*About this exercise*
Reproduce the data in full, exactly.

-- Information supplied follows --

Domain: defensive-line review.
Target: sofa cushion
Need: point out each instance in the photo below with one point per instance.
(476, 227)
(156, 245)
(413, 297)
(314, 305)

-- Information supplied concluded --

*Response below*
Domain: defensive-line review.
Target: sofa cushion
Need: point out each instance in the photo below with one point per instance.
(476, 227)
(156, 245)
(413, 297)
(314, 305)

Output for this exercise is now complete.